**Exercise brief**
Copy every line of the material below word for word.
— Begin Working data —
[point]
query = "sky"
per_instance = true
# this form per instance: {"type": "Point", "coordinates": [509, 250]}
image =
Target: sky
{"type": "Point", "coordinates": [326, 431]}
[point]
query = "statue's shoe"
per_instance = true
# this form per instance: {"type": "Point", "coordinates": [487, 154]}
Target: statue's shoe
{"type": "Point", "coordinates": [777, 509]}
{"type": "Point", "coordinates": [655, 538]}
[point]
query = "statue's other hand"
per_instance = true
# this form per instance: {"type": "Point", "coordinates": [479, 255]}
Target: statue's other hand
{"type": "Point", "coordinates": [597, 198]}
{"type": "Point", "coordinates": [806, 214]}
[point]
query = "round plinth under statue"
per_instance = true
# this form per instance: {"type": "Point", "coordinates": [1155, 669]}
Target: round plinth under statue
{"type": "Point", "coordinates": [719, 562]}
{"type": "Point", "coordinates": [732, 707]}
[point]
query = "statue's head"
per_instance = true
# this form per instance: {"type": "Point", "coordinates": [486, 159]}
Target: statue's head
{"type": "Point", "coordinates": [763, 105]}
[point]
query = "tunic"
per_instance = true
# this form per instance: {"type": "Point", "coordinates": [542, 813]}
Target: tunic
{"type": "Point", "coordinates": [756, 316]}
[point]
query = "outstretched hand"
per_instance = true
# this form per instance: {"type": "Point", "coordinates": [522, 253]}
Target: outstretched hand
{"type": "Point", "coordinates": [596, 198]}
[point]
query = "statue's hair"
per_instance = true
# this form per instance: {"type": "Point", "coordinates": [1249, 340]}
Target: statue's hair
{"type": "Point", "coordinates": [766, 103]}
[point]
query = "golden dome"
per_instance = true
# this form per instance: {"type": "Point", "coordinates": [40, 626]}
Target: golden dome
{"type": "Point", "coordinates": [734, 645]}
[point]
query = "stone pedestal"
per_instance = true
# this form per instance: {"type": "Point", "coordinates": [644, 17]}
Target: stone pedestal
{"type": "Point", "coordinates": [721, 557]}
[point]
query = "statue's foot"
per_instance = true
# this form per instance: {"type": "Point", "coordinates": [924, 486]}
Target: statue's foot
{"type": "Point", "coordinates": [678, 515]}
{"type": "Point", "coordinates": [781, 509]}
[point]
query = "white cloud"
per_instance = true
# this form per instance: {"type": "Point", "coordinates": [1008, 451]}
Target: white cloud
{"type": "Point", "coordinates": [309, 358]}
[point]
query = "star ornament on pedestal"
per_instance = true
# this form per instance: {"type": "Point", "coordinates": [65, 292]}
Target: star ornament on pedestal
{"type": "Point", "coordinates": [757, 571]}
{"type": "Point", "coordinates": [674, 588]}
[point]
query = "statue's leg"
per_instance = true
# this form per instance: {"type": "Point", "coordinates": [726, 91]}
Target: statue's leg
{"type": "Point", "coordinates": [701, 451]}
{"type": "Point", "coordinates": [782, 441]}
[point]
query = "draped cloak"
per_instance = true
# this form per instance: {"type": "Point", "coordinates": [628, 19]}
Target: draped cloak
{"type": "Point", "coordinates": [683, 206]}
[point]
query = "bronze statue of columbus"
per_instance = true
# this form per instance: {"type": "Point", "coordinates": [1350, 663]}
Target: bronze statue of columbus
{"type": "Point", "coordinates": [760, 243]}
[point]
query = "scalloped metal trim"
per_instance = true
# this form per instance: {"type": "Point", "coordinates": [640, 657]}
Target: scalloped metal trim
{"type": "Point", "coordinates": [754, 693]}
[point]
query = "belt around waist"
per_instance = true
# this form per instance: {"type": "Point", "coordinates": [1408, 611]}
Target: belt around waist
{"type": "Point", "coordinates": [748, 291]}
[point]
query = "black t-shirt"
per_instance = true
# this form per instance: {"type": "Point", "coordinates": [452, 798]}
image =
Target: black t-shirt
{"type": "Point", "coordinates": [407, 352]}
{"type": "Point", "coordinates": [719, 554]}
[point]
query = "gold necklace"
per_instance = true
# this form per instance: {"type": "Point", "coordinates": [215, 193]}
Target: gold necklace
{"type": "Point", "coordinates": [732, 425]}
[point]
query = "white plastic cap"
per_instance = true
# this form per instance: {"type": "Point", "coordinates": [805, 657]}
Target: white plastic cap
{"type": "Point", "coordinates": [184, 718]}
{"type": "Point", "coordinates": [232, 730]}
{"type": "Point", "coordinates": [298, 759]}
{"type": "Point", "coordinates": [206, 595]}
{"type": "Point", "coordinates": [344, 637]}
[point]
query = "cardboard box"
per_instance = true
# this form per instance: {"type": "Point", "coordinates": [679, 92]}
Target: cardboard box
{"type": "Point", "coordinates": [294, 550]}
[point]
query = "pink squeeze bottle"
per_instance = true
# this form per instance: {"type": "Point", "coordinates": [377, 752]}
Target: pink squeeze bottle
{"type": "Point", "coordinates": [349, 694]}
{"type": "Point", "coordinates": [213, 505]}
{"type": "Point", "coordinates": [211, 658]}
— End Working data —
**Reply**
[point]
query = "sky"
per_instance = true
# this form per instance: {"type": "Point", "coordinates": [509, 250]}
image =
Target: sky
{"type": "Point", "coordinates": [326, 431]}
[point]
query = "statue's shoe"
per_instance = true
# this form per instance: {"type": "Point", "coordinates": [487, 154]}
Target: statue's shoe
{"type": "Point", "coordinates": [777, 509]}
{"type": "Point", "coordinates": [655, 538]}
[point]
query = "statue's other hand"
per_instance = true
# this form per instance: {"type": "Point", "coordinates": [479, 255]}
Target: statue's other hand
{"type": "Point", "coordinates": [597, 198]}
{"type": "Point", "coordinates": [806, 214]}
[point]
query = "round plinth under statue"
per_instance = true
# this form per instance: {"type": "Point", "coordinates": [1155, 669]}
Target: round plinth under statue
{"type": "Point", "coordinates": [719, 562]}
{"type": "Point", "coordinates": [732, 707]}
[point]
query = "statue's head"
per_instance = true
# this form per instance: {"type": "Point", "coordinates": [486, 159]}
Target: statue's head
{"type": "Point", "coordinates": [763, 105]}
[point]
query = "tunic"
per_instance = true
# this form per instance: {"type": "Point", "coordinates": [542, 813]}
Target: tunic
{"type": "Point", "coordinates": [756, 316]}
[point]
query = "outstretched hand"
per_instance = true
# this form per instance: {"type": "Point", "coordinates": [522, 253]}
Target: outstretched hand
{"type": "Point", "coordinates": [596, 198]}
[point]
query = "statue's hair"
per_instance = true
# this form per instance: {"type": "Point", "coordinates": [1249, 340]}
Target: statue's hair
{"type": "Point", "coordinates": [766, 103]}
[point]
query = "golden dome"
per_instance = true
# this form per instance: {"type": "Point", "coordinates": [40, 626]}
Target: golden dome
{"type": "Point", "coordinates": [734, 645]}
[point]
query = "stone pedestal"
per_instance = true
# this form per instance: {"type": "Point", "coordinates": [644, 17]}
Target: stone pedestal
{"type": "Point", "coordinates": [721, 557]}
[point]
query = "statue's foot"
per_instance = true
# this form per instance: {"type": "Point", "coordinates": [924, 486]}
Target: statue's foot
{"type": "Point", "coordinates": [678, 515]}
{"type": "Point", "coordinates": [781, 509]}
[point]
query = "white cloud"
per_instance = true
# this form per instance: {"type": "Point", "coordinates": [1008, 451]}
Target: white cloud
{"type": "Point", "coordinates": [309, 358]}
[point]
query = "star ornament on pedestal"
per_instance = true
# this form per instance: {"type": "Point", "coordinates": [65, 292]}
Target: star ornament on pedestal
{"type": "Point", "coordinates": [757, 571]}
{"type": "Point", "coordinates": [674, 588]}
[point]
query = "statue's leg"
per_instance = true
# this form per instance: {"type": "Point", "coordinates": [726, 91]}
Target: statue's leg
{"type": "Point", "coordinates": [701, 451]}
{"type": "Point", "coordinates": [782, 441]}
[point]
query = "draped cloak"
per_instance = true
# this form per instance: {"type": "Point", "coordinates": [628, 19]}
Target: draped cloak
{"type": "Point", "coordinates": [683, 206]}
[point]
query = "bronze statue of columbus"
per_instance = true
# this form per instance: {"type": "Point", "coordinates": [1350, 663]}
Target: bronze statue of columbus
{"type": "Point", "coordinates": [760, 243]}
[point]
query = "scalloped metal trim"
per_instance = true
# this form per instance: {"type": "Point", "coordinates": [640, 657]}
Target: scalloped metal trim
{"type": "Point", "coordinates": [754, 693]}
[point]
query = "belt around waist"
per_instance = true
# this form per instance: {"type": "Point", "coordinates": [1408, 611]}
Target: belt around waist
{"type": "Point", "coordinates": [748, 291]}
[point]
query = "black t-shirt"
per_instance = true
# this form per instance: {"type": "Point", "coordinates": [452, 798]}
image =
Target: black t-shirt
{"type": "Point", "coordinates": [407, 352]}
{"type": "Point", "coordinates": [719, 554]}
[point]
query = "gold necklace"
per_instance = true
# this form per instance: {"type": "Point", "coordinates": [215, 193]}
Target: gold necklace
{"type": "Point", "coordinates": [732, 425]}
[point]
query = "white plastic cap"
per_instance = true
# this form per instance: {"type": "Point", "coordinates": [805, 657]}
Target: white plastic cap
{"type": "Point", "coordinates": [184, 718]}
{"type": "Point", "coordinates": [232, 730]}
{"type": "Point", "coordinates": [298, 759]}
{"type": "Point", "coordinates": [206, 595]}
{"type": "Point", "coordinates": [344, 637]}
[point]
query = "cardboard box"
per_instance = true
# this form per instance: {"type": "Point", "coordinates": [679, 92]}
Target: cardboard box
{"type": "Point", "coordinates": [294, 550]}
[point]
query = "pink squeeze bottle"
per_instance = true
# this form per instance: {"type": "Point", "coordinates": [377, 752]}
Target: pink squeeze bottle
{"type": "Point", "coordinates": [349, 694]}
{"type": "Point", "coordinates": [213, 505]}
{"type": "Point", "coordinates": [211, 658]}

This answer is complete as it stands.